== Segment start ==
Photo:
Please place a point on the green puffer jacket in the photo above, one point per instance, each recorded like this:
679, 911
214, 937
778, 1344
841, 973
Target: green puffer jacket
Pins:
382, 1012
== Segment end ==
Look for the word "jacket" in the listing above, and copy every line where you find it.

Please place a point on the green puffer jacket in the photo above, one point per instance, each recorded like this:
Target: green puffer jacket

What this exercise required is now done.